* [TASK REQUIREMENTS]: Return exactly the lines below, starting with the one that has "Query: red roof" and going on through the one that has "262, row 280.".

* [Region pointing data]:
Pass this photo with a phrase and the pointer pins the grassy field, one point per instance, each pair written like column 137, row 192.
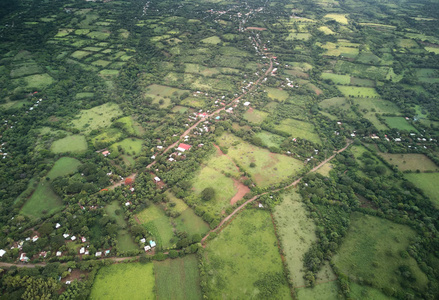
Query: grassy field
column 72, row 144
column 399, row 123
column 43, row 201
column 299, row 129
column 410, row 162
column 124, row 281
column 428, row 182
column 177, row 278
column 96, row 117
column 296, row 231
column 243, row 257
column 270, row 168
column 374, row 249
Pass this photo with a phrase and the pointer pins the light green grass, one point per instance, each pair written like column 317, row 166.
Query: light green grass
column 372, row 251
column 124, row 281
column 296, row 231
column 243, row 253
column 64, row 166
column 178, row 278
column 428, row 182
column 70, row 144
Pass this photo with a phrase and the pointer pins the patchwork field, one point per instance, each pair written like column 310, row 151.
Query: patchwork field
column 428, row 182
column 124, row 281
column 177, row 278
column 244, row 261
column 375, row 250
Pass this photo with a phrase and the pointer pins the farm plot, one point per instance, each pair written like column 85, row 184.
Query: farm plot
column 410, row 162
column 244, row 261
column 296, row 232
column 124, row 281
column 177, row 278
column 267, row 168
column 428, row 182
column 374, row 249
column 96, row 117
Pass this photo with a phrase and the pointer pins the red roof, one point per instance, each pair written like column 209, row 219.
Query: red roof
column 184, row 146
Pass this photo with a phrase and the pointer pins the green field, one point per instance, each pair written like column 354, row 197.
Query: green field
column 96, row 117
column 70, row 144
column 270, row 168
column 428, row 182
column 372, row 251
column 124, row 281
column 299, row 129
column 43, row 201
column 244, row 261
column 178, row 278
column 399, row 123
column 296, row 231
column 64, row 166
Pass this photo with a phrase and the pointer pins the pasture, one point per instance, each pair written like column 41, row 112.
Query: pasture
column 374, row 249
column 70, row 144
column 269, row 169
column 410, row 162
column 428, row 182
column 296, row 232
column 177, row 278
column 244, row 262
column 124, row 281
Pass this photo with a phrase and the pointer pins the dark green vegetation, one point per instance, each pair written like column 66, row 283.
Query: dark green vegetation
column 95, row 97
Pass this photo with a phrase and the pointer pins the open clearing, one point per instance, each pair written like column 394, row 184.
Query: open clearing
column 124, row 281
column 296, row 232
column 374, row 249
column 244, row 260
column 428, row 182
column 411, row 162
column 177, row 278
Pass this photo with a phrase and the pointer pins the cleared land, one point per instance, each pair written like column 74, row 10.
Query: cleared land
column 124, row 281
column 177, row 278
column 244, row 261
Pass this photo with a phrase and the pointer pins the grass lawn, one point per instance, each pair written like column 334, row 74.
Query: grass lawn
column 72, row 143
column 270, row 168
column 374, row 249
column 410, row 162
column 244, row 258
column 96, row 117
column 43, row 201
column 296, row 231
column 64, row 166
column 124, row 281
column 428, row 182
column 177, row 278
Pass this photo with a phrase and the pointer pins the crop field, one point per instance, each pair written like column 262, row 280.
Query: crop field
column 156, row 222
column 399, row 123
column 296, row 231
column 255, row 116
column 70, row 144
column 64, row 166
column 244, row 260
column 372, row 251
column 299, row 129
column 276, row 94
column 177, row 278
column 353, row 91
column 96, row 117
column 43, row 201
column 411, row 162
column 124, row 281
column 270, row 168
column 428, row 182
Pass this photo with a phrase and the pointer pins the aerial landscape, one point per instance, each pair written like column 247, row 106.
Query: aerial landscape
column 219, row 149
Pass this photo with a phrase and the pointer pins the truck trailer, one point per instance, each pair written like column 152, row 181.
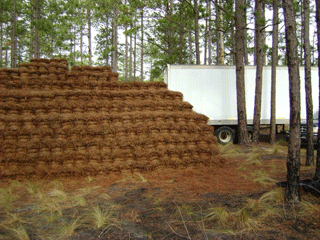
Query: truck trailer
column 212, row 92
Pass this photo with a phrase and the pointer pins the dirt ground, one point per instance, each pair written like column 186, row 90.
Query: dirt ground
column 176, row 203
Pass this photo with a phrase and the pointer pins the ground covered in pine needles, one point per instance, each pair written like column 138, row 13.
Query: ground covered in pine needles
column 237, row 199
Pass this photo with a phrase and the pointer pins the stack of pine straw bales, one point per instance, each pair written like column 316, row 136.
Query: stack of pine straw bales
column 59, row 122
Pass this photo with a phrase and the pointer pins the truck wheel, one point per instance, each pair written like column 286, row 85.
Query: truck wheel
column 225, row 135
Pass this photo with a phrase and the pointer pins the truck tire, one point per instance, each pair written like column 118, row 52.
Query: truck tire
column 225, row 135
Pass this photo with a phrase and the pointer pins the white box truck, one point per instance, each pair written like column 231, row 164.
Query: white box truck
column 212, row 91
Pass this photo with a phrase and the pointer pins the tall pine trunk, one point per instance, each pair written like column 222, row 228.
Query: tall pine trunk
column 259, row 24
column 36, row 33
column 317, row 173
column 89, row 38
column 141, row 47
column 14, row 36
column 275, row 44
column 1, row 44
column 293, row 159
column 196, row 31
column 209, row 35
column 241, row 98
column 115, row 38
column 308, row 85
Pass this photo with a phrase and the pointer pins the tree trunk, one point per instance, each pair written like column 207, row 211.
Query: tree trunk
column 317, row 173
column 1, row 44
column 131, row 55
column 135, row 56
column 36, row 33
column 190, row 48
column 241, row 99
column 14, row 36
column 219, row 33
column 115, row 38
column 259, row 24
column 205, row 42
column 81, row 44
column 89, row 38
column 141, row 47
column 273, row 130
column 126, row 53
column 293, row 159
column 308, row 85
column 245, row 46
column 196, row 31
column 209, row 36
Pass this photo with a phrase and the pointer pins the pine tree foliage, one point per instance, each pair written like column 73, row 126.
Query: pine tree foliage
column 143, row 36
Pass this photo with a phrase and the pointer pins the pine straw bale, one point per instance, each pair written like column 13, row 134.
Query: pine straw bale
column 98, row 125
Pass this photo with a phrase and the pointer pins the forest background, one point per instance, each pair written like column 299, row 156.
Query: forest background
column 138, row 38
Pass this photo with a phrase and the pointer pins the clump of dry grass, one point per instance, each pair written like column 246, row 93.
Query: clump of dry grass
column 250, row 216
column 51, row 213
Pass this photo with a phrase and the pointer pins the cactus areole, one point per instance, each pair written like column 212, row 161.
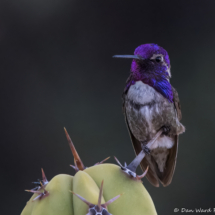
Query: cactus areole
column 103, row 189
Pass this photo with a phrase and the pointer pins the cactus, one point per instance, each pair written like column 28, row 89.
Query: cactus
column 102, row 189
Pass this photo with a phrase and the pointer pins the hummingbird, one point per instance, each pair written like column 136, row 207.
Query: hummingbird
column 152, row 112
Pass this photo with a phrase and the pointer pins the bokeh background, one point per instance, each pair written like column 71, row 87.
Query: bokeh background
column 57, row 70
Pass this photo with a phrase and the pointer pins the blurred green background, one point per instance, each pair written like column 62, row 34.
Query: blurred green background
column 57, row 70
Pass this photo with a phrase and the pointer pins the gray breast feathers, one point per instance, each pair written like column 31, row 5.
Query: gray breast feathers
column 147, row 111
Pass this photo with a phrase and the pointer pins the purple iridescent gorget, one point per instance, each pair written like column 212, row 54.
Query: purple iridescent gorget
column 150, row 72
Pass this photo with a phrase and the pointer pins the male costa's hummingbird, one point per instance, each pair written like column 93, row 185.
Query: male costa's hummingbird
column 151, row 105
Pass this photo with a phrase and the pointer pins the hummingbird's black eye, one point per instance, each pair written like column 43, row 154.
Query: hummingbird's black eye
column 159, row 59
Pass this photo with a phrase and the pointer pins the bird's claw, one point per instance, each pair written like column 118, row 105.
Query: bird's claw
column 146, row 149
column 166, row 129
column 129, row 172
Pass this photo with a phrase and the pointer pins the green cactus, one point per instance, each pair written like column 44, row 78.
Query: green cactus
column 91, row 197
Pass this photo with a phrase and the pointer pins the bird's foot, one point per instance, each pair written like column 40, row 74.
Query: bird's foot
column 166, row 129
column 146, row 149
column 131, row 168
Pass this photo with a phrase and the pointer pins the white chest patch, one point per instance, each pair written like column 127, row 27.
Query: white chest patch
column 142, row 93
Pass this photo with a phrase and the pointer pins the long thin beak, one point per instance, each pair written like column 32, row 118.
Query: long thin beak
column 129, row 56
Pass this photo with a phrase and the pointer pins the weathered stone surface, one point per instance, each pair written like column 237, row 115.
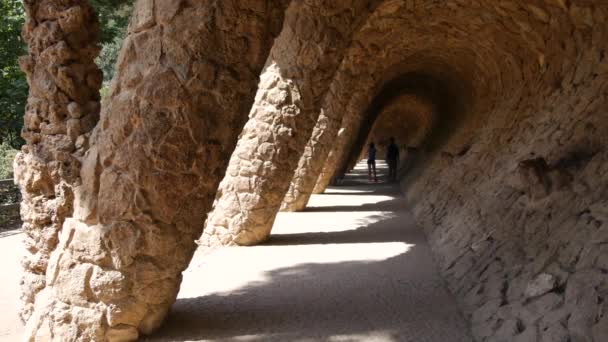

* [EXERCISE OUTPUT]:
Query: red roof
column 184, row 146
Pass this photo with a phrase and the pointer pins the green field, one point per instance, each pair written like column 354, row 197.
Query: green field
column 96, row 117
column 70, row 144
column 270, row 168
column 428, row 182
column 372, row 251
column 124, row 281
column 299, row 129
column 43, row 201
column 244, row 261
column 178, row 278
column 399, row 123
column 296, row 231
column 64, row 166
Pass this photo with a phrase and the pointer pins the pasture, one point per instance, each pair written like column 41, row 112.
Query: pasture
column 374, row 249
column 70, row 144
column 269, row 169
column 410, row 162
column 428, row 182
column 296, row 232
column 177, row 278
column 244, row 262
column 124, row 281
Pass this photo with a phrase and the pointer pins the dark green vegetation, one point per instance, each pair written like column 66, row 283.
Query: dark green vegetation
column 95, row 97
Pass this photo with a phrase and the pointer pins the open clearing, one point per instance, each pair written like column 394, row 184.
Query: open clearing
column 124, row 281
column 296, row 232
column 374, row 249
column 244, row 260
column 428, row 182
column 411, row 162
column 177, row 278
Pass this photo with a phrase and the pointer pins the cleared land, one point per instance, each pair written like column 74, row 10.
Query: cleared land
column 124, row 281
column 177, row 278
column 244, row 261
Pass this photo with a phrase and the pointer pins the grass lawn, one point per instance, each pair written like column 334, row 74.
Query: grass lawn
column 72, row 143
column 270, row 168
column 374, row 249
column 410, row 162
column 244, row 258
column 96, row 117
column 43, row 201
column 296, row 231
column 64, row 166
column 124, row 281
column 428, row 182
column 177, row 278
Pass this photo with a phrase and the pointer pins the crop field, one point per instance, each pair written like column 262, row 280.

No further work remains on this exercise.